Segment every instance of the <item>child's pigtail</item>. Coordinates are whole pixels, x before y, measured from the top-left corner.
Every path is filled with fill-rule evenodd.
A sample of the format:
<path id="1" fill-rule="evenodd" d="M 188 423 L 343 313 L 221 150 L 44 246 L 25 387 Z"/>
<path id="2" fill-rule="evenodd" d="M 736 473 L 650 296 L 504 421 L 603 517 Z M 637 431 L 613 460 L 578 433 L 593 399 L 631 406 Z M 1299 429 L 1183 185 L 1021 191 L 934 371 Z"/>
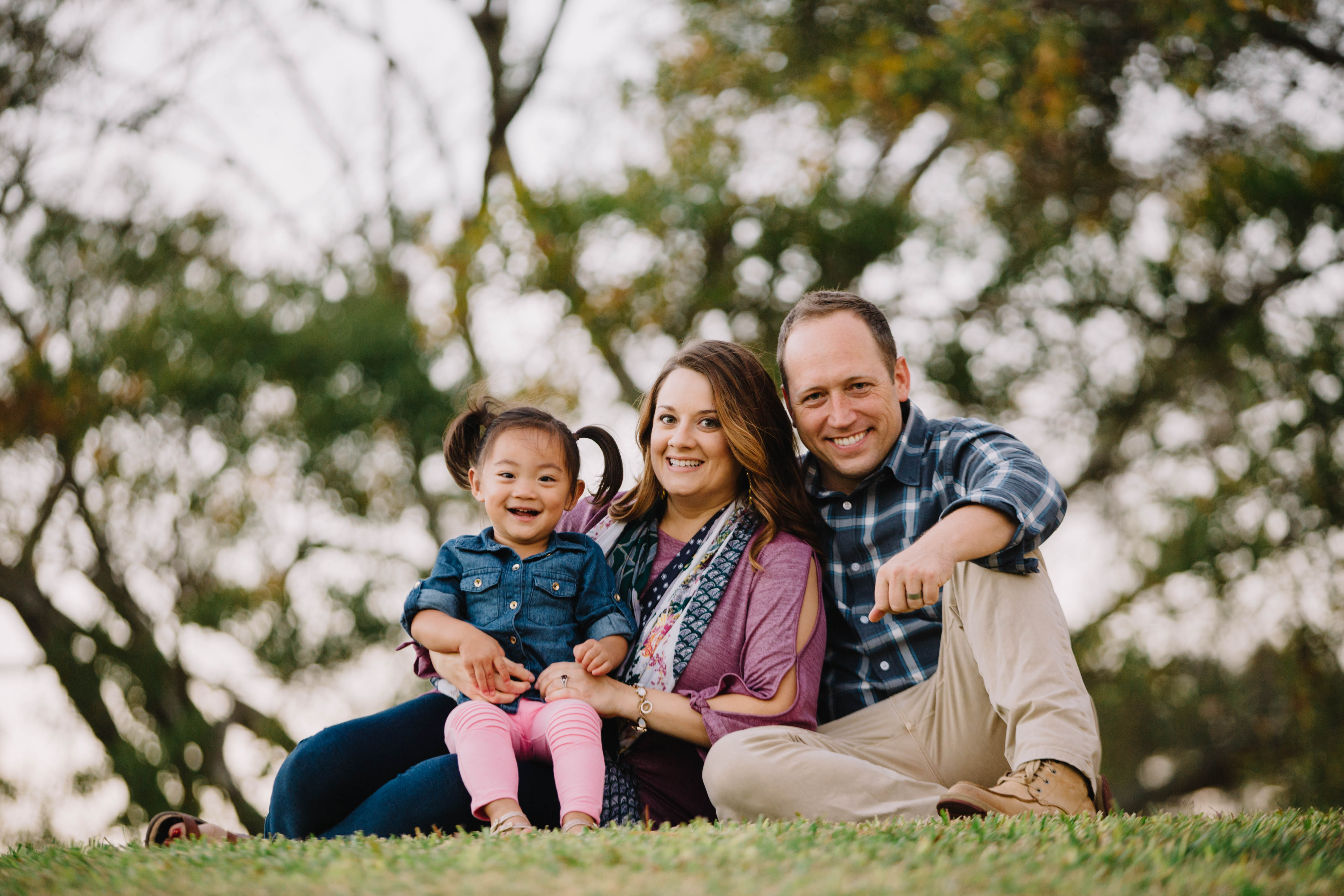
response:
<path id="1" fill-rule="evenodd" d="M 616 497 L 625 480 L 621 449 L 616 438 L 601 426 L 585 426 L 574 433 L 574 439 L 591 439 L 602 450 L 602 484 L 593 494 L 593 506 L 605 506 Z"/>
<path id="2" fill-rule="evenodd" d="M 499 402 L 482 395 L 472 399 L 466 410 L 453 418 L 444 431 L 444 461 L 448 462 L 453 481 L 464 489 L 472 488 L 466 473 L 476 463 L 485 430 L 496 416 L 499 416 Z"/>

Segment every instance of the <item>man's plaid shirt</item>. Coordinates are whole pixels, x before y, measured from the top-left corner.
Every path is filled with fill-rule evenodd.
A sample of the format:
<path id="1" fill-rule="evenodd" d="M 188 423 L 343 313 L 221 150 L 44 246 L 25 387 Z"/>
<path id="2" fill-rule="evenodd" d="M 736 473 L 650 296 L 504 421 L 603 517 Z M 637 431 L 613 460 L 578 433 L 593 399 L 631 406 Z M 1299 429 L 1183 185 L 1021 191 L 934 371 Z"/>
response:
<path id="1" fill-rule="evenodd" d="M 1025 556 L 1064 519 L 1064 492 L 1031 449 L 1003 429 L 965 418 L 930 420 L 906 402 L 891 454 L 852 494 L 821 485 L 817 459 L 802 481 L 831 527 L 823 588 L 827 658 L 818 721 L 840 719 L 919 684 L 938 668 L 942 602 L 868 622 L 878 568 L 948 513 L 982 504 L 1017 521 L 1003 551 L 974 560 L 1003 572 L 1038 571 Z"/>

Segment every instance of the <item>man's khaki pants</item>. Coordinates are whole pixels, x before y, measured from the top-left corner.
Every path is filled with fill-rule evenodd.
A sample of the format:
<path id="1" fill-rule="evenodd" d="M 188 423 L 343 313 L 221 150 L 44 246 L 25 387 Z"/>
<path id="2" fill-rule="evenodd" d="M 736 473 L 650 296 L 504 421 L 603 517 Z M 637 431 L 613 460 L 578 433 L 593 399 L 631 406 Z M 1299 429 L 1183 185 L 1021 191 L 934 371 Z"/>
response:
<path id="1" fill-rule="evenodd" d="M 719 818 L 927 817 L 958 780 L 993 786 L 1032 759 L 1068 763 L 1097 793 L 1097 711 L 1044 562 L 1032 575 L 958 563 L 942 600 L 926 681 L 814 732 L 770 725 L 714 744 L 704 786 Z"/>

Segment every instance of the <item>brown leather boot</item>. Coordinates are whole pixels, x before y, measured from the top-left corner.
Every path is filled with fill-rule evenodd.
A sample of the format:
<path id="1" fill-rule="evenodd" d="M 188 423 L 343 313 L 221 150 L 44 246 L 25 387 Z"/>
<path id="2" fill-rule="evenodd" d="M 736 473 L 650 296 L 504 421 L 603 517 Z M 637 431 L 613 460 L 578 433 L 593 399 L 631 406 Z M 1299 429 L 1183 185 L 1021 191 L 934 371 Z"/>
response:
<path id="1" fill-rule="evenodd" d="M 1054 759 L 1032 759 L 1000 778 L 993 787 L 966 780 L 956 783 L 938 801 L 938 810 L 952 818 L 992 811 L 1004 815 L 1090 815 L 1097 811 L 1083 776 Z"/>

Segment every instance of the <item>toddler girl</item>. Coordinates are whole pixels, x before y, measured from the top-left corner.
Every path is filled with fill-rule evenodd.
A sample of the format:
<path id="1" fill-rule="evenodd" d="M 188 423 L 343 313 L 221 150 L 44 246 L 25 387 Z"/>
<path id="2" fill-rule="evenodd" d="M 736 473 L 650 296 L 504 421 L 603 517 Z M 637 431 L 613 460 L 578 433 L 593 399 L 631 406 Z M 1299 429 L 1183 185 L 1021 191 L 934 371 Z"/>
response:
<path id="1" fill-rule="evenodd" d="M 445 725 L 458 756 L 472 813 L 491 833 L 531 830 L 517 803 L 517 759 L 550 760 L 563 830 L 597 825 L 602 810 L 601 720 L 581 700 L 543 703 L 536 688 L 504 705 L 496 674 L 505 658 L 534 676 L 554 662 L 577 661 L 594 676 L 625 658 L 633 615 L 616 594 L 616 579 L 595 541 L 556 532 L 560 514 L 583 494 L 577 439 L 602 449 L 605 470 L 595 500 L 610 501 L 621 485 L 621 454 L 602 429 L 578 433 L 532 407 L 500 410 L 478 399 L 444 435 L 453 478 L 485 505 L 491 527 L 445 544 L 434 571 L 406 602 L 407 626 L 419 610 L 448 614 L 435 639 L 461 654 L 485 700 L 458 699 Z"/>

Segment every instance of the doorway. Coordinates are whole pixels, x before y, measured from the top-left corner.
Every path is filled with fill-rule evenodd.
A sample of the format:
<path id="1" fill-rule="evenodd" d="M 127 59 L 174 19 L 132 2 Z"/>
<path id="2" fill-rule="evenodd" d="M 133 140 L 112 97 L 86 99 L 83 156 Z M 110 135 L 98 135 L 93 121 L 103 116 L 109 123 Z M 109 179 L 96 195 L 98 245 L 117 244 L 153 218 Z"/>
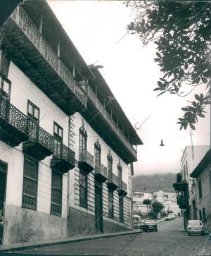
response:
<path id="1" fill-rule="evenodd" d="M 7 164 L 0 161 L 0 210 L 2 211 L 0 219 L 3 219 L 3 220 L 4 216 L 4 203 L 6 198 L 6 171 Z M 2 244 L 4 224 L 0 226 L 0 245 Z"/>

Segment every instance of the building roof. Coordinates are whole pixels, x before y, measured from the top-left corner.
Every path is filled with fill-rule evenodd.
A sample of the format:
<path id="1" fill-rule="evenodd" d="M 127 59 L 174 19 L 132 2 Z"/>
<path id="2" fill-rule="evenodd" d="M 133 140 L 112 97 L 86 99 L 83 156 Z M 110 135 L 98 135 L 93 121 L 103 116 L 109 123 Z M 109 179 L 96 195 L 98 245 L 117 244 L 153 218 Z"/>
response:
-.-.-
→ PROBLEM DESCRIPTION:
Give the lines above as a Markdown table with the columns Row and Line, and leave out blank lines and pictures.

→ SOLUTION BELOW:
| Row | Line |
|---|---|
| 1 | Segment every instance of the <item>child's pigtail</item>. Coordinates are whole pixels, x before y, measured from the top-left corner. |
| 2 | Every path is filled with fill-rule evenodd. |
| 3 | A sample of the format: |
| 4 | <path id="1" fill-rule="evenodd" d="M 188 423 L 343 313 L 221 150 L 44 246 L 25 387 Z"/> |
| 5 | <path id="2" fill-rule="evenodd" d="M 736 473 L 650 296 L 504 421 L 603 517 Z M 637 431 L 613 460 L 578 433 L 593 399 L 631 406 Z M 1299 429 L 1183 185 L 1021 191 L 934 371 Z"/> |
| 6 | response: |
| 7 | <path id="1" fill-rule="evenodd" d="M 616 497 L 625 480 L 621 449 L 616 438 L 601 426 L 585 426 L 574 433 L 574 439 L 591 439 L 602 450 L 602 484 L 593 494 L 593 506 L 605 506 Z"/> |
| 8 | <path id="2" fill-rule="evenodd" d="M 499 402 L 482 395 L 472 399 L 466 410 L 453 418 L 444 431 L 444 461 L 448 462 L 453 481 L 464 489 L 472 488 L 466 473 L 476 463 L 485 430 L 496 416 L 499 416 Z"/> |
| 9 | Segment every instance of the <item>man's plaid shirt</item>. Coordinates are whole pixels, x before y, measured from the top-left corner. |
| 10 | Every path is filled with fill-rule evenodd. |
| 11 | A sample of the format: |
| 12 | <path id="1" fill-rule="evenodd" d="M 188 423 L 343 313 L 221 150 L 44 246 L 25 387 Z"/> |
| 13 | <path id="2" fill-rule="evenodd" d="M 736 473 L 650 296 L 504 421 L 603 517 Z M 637 431 L 613 460 L 578 433 L 593 399 L 631 406 Z M 1299 429 L 1183 185 L 1021 191 L 934 371 Z"/> |
| 14 | response: |
| 15 | <path id="1" fill-rule="evenodd" d="M 1025 556 L 1064 519 L 1064 492 L 1031 449 L 1003 429 L 965 418 L 930 420 L 906 402 L 891 454 L 852 494 L 821 485 L 817 459 L 802 481 L 831 527 L 823 588 L 827 658 L 818 721 L 840 719 L 919 684 L 938 668 L 942 602 L 868 622 L 878 568 L 948 513 L 982 504 L 1017 521 L 1003 551 L 974 560 L 1003 572 L 1038 571 Z"/> |
| 16 | Segment every instance of the <item>man's khaki pants</item>. Coordinates are whole pixels, x before y, measured from the top-left corner. |
| 17 | Every path is filled with fill-rule evenodd. |
| 18 | A sample of the format: |
| 19 | <path id="1" fill-rule="evenodd" d="M 188 423 L 343 313 L 221 150 L 44 246 L 25 387 Z"/> |
| 20 | <path id="2" fill-rule="evenodd" d="M 736 473 L 650 296 L 504 421 L 603 517 Z M 637 431 L 613 460 L 578 433 L 593 399 L 631 406 Z M 1299 429 L 1183 185 L 1021 191 L 934 371 Z"/> |
| 21 | response: |
| 22 | <path id="1" fill-rule="evenodd" d="M 719 818 L 927 817 L 958 780 L 993 786 L 1032 759 L 1068 763 L 1097 793 L 1097 711 L 1044 562 L 1032 575 L 958 563 L 942 600 L 926 681 L 814 732 L 770 725 L 714 744 L 704 786 Z"/> |
| 23 | Segment every instance of the <item>brown leather boot</item>. Coordinates are whole pixels, x before y, measured from the top-left corner. |
| 24 | Every path is filled with fill-rule evenodd. |
| 25 | A sample of the format: |
| 26 | <path id="1" fill-rule="evenodd" d="M 188 423 L 343 313 L 221 150 L 44 246 L 25 387 Z"/> |
| 27 | <path id="2" fill-rule="evenodd" d="M 736 473 L 650 296 L 504 421 L 603 517 Z M 637 431 L 613 460 L 578 433 L 593 399 L 631 406 Z M 1299 429 L 1183 185 L 1021 191 L 934 371 Z"/> |
| 28 | response: |
| 29 | <path id="1" fill-rule="evenodd" d="M 1054 759 L 1032 759 L 1000 778 L 993 787 L 966 780 L 956 783 L 938 801 L 938 810 L 952 818 L 992 811 L 1004 815 L 1090 815 L 1097 811 L 1083 776 Z"/> |
| 30 | Segment every instance of the <item>toddler girl</item>. Coordinates are whole pixels, x before y, measured from the top-left corner. |
| 31 | Every path is filled with fill-rule evenodd. |
| 32 | A sample of the format: |
| 33 | <path id="1" fill-rule="evenodd" d="M 188 423 L 343 313 L 221 150 L 44 246 L 25 387 Z"/> |
| 34 | <path id="2" fill-rule="evenodd" d="M 736 473 L 650 296 L 504 421 L 603 517 Z M 637 431 L 613 460 L 578 433 L 593 399 L 631 406 Z M 1299 429 L 1183 185 L 1021 191 L 934 371 Z"/> |
| 35 | response: |
| 36 | <path id="1" fill-rule="evenodd" d="M 445 725 L 458 756 L 472 813 L 491 833 L 531 830 L 517 803 L 517 759 L 550 760 L 563 830 L 597 825 L 602 810 L 601 720 L 581 700 L 543 703 L 536 688 L 504 705 L 496 674 L 505 658 L 534 676 L 554 662 L 577 661 L 594 676 L 625 658 L 633 615 L 616 594 L 616 579 L 595 541 L 556 532 L 560 514 L 583 494 L 577 439 L 602 449 L 605 470 L 595 500 L 610 501 L 621 485 L 621 454 L 602 429 L 578 433 L 532 407 L 500 410 L 478 399 L 444 435 L 453 478 L 485 505 L 491 527 L 445 544 L 434 571 L 406 602 L 407 626 L 419 610 L 448 614 L 435 639 L 461 654 L 485 700 L 458 699 Z"/> |
| 37 | Segment every instance of the doorway. Coordinates are whole pixels, x before y, measured from the top-left corner. |
| 38 | Every path is filled with fill-rule evenodd. |
| 39 | A sample of the format: |
| 40 | <path id="1" fill-rule="evenodd" d="M 127 59 L 174 19 L 132 2 Z"/> |
| 41 | <path id="2" fill-rule="evenodd" d="M 133 140 L 112 97 L 86 99 L 83 156 Z M 110 135 L 98 135 L 93 121 L 103 116 L 109 123 Z M 109 179 L 96 195 L 98 245 L 117 244 L 153 218 Z"/> |
| 42 | response: |
| 43 | <path id="1" fill-rule="evenodd" d="M 7 164 L 0 161 L 0 210 L 2 211 L 0 219 L 3 219 L 3 220 L 4 216 L 4 203 L 6 198 L 6 171 Z M 2 244 L 4 224 L 0 226 L 0 245 Z"/> |
| 44 | Segment every instance of the building roof. Coordinates are whole pixels, x before y, measured from the top-left corner. |
| 45 | Every path is filled with fill-rule evenodd. |
| 46 | A sample of the format: |
| 47 | <path id="1" fill-rule="evenodd" d="M 127 59 L 174 19 L 132 2 Z"/> |
| 48 | <path id="2" fill-rule="evenodd" d="M 133 140 L 112 97 L 86 99 L 83 156 Z M 110 135 L 98 135 L 93 121 L 103 116 L 109 123 Z M 109 179 L 96 195 L 98 245 L 117 244 L 153 218 Z"/> |
| 49 | response: |